(WORK INSTRUCTION A) In the insomnia blog post, which places did the writer fly to for work during the autumn?
(WORK INSTRUCTION B) Please resume the insomnia blog post from its final sentence and carry it on.

--- QUOTED PASSAGE Enclosed Below ---

(I Need a) Caffeine Bomb...
Plese also disrgard ayn tpyos/
In the words of Kerry Katona (please bellow in an indignant Warrington accent): "I'm nor jrunk! Ish my medcayshun!".
You see, to all intents and purposes, Prozac is a marvellous thing. I have spent most of the Autumn travelling for work, flying to and from such exotic locations as Odessa, Istanbul and Liverpool. This time last year I couldn't have gone to the shop up the road without a full medical escort and intravenous gin.
However, the one side-effect I do suffer with is insomnia. Oh, hang on - and when I do sleep I have vivid, intense, exhausting dreams. You try feeling rested when you've spent your sleeping hours variously captaining gigantic cruise ships, shoplifting from Habitat and trying to get off with all the Kings of Leon at the same time. It's not easy, let me tell you.
So anyway. We both (me and the Other Half) grew tired of me waking us up shrieking and flailing four times a night, of me waking him up because, well, I was awake, and of both being awake from 6am every Saturday due to me being all wobbly from yet another full-length night horror featuring my mother.
I went back to the GP yesterday and querulously asked whether there was anything he could prescribe in the short term to help me sleep. Oh, yes! There was!

--- End of Enclosed QUOTED PASSAGE ---
--- STORED DATA Enclosed Below ---

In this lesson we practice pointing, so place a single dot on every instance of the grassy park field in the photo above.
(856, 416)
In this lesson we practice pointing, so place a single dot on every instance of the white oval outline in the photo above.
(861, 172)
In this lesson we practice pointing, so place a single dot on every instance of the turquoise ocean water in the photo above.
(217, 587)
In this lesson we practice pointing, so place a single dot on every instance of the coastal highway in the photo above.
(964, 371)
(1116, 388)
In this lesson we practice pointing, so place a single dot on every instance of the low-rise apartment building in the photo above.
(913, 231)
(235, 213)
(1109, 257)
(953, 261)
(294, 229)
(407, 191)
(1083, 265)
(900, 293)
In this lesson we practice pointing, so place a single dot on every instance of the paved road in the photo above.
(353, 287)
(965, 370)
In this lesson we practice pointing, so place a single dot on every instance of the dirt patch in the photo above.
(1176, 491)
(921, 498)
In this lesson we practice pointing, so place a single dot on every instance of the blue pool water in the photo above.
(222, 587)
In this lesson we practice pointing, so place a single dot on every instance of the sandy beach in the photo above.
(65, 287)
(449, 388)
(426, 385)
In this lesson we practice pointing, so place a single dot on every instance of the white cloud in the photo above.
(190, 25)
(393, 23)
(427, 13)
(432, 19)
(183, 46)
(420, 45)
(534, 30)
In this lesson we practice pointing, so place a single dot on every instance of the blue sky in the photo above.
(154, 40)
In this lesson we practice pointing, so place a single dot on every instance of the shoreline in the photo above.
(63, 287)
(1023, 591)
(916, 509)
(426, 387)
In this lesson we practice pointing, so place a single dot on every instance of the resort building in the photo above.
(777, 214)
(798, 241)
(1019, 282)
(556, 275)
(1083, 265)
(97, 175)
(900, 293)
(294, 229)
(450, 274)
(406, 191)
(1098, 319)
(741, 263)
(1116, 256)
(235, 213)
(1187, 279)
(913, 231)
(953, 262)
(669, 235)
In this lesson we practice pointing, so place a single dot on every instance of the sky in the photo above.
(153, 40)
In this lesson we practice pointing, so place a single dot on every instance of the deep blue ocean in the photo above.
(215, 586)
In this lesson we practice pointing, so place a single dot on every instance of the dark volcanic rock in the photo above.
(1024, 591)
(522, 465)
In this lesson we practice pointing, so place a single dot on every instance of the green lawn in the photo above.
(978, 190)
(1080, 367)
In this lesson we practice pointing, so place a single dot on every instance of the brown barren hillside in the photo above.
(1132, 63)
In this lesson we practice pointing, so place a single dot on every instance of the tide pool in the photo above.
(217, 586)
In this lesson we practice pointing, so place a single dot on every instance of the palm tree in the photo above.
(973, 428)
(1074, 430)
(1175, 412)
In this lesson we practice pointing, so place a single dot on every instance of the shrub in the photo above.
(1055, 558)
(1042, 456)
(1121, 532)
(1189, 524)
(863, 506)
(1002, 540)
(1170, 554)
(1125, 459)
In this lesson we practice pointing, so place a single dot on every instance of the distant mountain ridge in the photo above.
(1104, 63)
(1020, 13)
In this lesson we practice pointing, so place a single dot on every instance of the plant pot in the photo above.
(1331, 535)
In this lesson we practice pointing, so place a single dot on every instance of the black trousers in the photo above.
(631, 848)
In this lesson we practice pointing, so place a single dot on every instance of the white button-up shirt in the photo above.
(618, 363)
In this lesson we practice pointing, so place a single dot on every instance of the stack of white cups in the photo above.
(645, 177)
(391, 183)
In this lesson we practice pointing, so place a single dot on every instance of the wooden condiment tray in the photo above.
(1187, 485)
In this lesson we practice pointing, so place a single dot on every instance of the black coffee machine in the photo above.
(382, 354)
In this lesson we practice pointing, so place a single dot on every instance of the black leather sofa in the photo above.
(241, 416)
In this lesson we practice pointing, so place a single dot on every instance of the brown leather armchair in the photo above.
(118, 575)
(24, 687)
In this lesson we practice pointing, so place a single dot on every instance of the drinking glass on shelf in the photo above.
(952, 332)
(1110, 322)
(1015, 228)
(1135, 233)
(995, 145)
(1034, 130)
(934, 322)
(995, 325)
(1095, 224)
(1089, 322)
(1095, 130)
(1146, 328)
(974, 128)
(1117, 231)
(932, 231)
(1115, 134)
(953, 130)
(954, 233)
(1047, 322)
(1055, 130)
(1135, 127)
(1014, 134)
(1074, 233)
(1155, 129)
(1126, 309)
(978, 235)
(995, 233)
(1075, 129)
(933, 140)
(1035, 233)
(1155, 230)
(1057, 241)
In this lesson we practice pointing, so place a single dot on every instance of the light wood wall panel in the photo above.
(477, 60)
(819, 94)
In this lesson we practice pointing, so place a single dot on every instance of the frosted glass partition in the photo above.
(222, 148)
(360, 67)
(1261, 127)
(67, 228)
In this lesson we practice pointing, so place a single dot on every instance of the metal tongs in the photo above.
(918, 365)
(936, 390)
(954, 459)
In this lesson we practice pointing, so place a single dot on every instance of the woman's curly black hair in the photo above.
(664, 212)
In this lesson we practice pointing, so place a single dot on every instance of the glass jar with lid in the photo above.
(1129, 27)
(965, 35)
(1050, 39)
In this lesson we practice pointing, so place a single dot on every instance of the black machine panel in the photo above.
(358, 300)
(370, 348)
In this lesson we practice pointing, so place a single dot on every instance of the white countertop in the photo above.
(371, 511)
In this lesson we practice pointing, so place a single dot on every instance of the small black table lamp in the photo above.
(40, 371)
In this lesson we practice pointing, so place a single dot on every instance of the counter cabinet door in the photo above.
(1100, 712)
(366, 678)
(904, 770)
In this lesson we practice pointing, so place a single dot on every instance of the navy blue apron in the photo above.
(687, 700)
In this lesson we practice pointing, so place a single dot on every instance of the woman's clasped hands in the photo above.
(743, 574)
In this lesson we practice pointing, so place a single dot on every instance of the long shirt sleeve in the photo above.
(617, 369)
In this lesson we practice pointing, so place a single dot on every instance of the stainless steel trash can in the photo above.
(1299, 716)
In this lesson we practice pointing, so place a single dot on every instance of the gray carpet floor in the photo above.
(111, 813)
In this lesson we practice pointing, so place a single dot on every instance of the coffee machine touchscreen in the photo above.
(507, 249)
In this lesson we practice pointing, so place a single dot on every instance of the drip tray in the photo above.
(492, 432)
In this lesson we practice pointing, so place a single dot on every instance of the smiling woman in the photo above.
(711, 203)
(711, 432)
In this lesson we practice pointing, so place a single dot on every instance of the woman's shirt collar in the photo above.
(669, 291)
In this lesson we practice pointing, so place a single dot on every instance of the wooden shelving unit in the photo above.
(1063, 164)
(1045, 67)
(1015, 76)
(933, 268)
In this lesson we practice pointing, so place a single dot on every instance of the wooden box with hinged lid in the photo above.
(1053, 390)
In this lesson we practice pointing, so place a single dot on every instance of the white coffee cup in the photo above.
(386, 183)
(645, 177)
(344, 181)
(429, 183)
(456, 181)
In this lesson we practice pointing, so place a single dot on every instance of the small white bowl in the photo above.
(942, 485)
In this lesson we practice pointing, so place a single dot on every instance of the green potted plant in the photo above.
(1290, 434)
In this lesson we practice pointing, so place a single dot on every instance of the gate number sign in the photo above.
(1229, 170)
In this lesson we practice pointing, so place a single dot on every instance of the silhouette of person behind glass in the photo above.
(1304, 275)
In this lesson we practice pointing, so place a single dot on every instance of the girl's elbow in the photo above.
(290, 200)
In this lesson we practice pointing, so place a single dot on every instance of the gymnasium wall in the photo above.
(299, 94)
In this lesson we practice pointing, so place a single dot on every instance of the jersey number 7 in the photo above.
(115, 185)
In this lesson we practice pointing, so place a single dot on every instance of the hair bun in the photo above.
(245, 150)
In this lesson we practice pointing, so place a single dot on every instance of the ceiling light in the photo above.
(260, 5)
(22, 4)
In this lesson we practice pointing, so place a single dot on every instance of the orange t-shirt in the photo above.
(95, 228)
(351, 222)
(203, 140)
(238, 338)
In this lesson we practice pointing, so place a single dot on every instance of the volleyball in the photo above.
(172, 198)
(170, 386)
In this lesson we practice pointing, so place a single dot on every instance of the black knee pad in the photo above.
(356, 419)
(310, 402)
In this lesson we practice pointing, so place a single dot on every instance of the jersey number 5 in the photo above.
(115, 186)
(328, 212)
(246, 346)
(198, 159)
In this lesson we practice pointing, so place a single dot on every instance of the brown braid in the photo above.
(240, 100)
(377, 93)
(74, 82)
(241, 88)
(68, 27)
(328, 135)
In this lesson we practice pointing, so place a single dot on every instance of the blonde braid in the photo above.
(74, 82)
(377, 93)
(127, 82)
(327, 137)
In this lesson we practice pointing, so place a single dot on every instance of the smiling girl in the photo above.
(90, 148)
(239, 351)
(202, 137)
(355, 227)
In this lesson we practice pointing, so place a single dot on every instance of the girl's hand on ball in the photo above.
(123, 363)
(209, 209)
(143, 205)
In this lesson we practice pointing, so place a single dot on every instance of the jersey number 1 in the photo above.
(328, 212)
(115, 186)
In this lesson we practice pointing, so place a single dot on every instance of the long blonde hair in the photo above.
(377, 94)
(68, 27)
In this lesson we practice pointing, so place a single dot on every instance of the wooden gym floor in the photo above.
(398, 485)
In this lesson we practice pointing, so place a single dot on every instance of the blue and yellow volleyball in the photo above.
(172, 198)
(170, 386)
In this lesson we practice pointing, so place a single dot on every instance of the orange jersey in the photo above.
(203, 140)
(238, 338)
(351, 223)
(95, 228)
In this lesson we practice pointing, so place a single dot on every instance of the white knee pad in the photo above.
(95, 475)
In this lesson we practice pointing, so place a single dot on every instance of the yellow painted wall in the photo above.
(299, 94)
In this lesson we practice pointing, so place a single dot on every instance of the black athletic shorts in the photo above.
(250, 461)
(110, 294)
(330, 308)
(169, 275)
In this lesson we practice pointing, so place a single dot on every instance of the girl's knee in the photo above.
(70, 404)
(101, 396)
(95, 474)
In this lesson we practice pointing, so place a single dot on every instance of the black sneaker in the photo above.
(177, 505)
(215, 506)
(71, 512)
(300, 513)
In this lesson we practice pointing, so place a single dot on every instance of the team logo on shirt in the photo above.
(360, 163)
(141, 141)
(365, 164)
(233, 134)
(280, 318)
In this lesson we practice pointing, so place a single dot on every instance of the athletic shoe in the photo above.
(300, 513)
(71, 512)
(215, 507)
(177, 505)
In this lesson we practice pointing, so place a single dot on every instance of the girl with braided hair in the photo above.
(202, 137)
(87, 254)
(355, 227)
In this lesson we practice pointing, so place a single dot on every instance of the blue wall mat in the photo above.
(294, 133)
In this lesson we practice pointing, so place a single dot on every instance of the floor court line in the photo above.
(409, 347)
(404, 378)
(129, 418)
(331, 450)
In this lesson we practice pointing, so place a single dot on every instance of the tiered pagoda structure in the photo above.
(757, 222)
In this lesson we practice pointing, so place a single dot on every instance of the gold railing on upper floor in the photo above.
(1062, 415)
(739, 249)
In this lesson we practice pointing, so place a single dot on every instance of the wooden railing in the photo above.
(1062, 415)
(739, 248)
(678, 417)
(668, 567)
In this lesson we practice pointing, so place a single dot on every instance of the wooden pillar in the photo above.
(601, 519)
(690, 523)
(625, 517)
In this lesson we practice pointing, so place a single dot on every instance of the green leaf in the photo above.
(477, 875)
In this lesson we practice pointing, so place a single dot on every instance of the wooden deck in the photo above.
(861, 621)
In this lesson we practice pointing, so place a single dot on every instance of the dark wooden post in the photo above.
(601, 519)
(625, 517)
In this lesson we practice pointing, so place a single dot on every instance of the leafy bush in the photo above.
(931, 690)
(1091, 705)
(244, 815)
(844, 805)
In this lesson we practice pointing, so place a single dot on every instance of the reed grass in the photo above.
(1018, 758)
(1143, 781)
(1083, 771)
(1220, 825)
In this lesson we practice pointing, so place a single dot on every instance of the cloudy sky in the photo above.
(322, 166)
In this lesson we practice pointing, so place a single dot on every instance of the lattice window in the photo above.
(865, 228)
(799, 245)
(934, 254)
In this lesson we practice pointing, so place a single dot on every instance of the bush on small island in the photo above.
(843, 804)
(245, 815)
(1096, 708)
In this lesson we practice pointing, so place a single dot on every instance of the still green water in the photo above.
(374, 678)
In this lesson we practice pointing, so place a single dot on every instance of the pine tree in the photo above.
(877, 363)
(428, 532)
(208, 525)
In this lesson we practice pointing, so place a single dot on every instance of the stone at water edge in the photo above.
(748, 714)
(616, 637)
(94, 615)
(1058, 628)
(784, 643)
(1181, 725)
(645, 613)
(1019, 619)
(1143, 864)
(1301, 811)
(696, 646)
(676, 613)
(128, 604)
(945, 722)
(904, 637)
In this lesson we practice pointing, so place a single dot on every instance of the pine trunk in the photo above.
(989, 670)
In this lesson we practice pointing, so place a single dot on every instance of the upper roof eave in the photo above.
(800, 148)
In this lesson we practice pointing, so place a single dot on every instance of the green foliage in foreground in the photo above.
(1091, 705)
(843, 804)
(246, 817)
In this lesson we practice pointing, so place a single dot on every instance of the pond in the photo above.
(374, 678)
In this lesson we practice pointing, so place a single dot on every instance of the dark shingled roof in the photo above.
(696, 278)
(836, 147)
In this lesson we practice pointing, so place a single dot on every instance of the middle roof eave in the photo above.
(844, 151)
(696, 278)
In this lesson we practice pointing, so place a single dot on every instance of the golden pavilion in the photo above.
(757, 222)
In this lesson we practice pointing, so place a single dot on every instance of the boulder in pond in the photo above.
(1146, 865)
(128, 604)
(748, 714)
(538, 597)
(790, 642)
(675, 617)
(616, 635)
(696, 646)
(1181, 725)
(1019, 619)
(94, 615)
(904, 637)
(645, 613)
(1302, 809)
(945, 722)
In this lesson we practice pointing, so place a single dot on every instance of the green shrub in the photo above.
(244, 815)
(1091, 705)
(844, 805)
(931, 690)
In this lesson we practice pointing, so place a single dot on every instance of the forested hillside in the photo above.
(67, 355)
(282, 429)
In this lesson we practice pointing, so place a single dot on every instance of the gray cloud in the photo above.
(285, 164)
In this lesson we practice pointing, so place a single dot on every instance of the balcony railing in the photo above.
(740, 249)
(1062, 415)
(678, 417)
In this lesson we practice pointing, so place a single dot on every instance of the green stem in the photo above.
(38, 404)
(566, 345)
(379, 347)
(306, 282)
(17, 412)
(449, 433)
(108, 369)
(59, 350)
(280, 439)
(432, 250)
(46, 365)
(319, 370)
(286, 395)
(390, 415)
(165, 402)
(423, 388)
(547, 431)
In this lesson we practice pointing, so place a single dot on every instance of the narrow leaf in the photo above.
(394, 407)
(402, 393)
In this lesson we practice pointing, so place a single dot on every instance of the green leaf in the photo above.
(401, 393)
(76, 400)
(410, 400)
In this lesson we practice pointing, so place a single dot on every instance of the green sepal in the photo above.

--- End of Enclosed STORED DATA ---

(WRITTEN REPLY A) Odessa, Istanbul and Liverpool.

(WRITTEN REPLY B)
Ladies and gentlemen, may I proudly present Nozinan. Jealous, kids? Wish you too could treat simple insomnia with a powerful anti-psychotic which is also used as a painkiller in palliative care for patients with late-stage cancer? Want to run the gauntlet of various terrifying* side-effects? Ha! You should be so lucky!
I started them last night. I took 12.5mg at 9pm, and by 9.25 was in a sort of waking coma** - it's like being really, really stoned but without the paranoia and munchies. I slept like the dead and woke up this morning feeling like I'd been run over by a marshmallow steamroller. I arrived at my desk and showed my boss my eyes - he was rather impressed that my pupils were different sizes. I was completely off my gourd until around lunchtime.
Of course, this has raised serious concerns with me and I don't know what to do for the best.
Should I carry on taking them or start selling them?
* The one that bothers me the most is the threat of unwanted and persistent erections. Brr. Like I don't have enough to worry about.
** Seriously though - the maximum daily dosage for the treatment of schizophrenia is 1000mg. Talk about your chemical cosh....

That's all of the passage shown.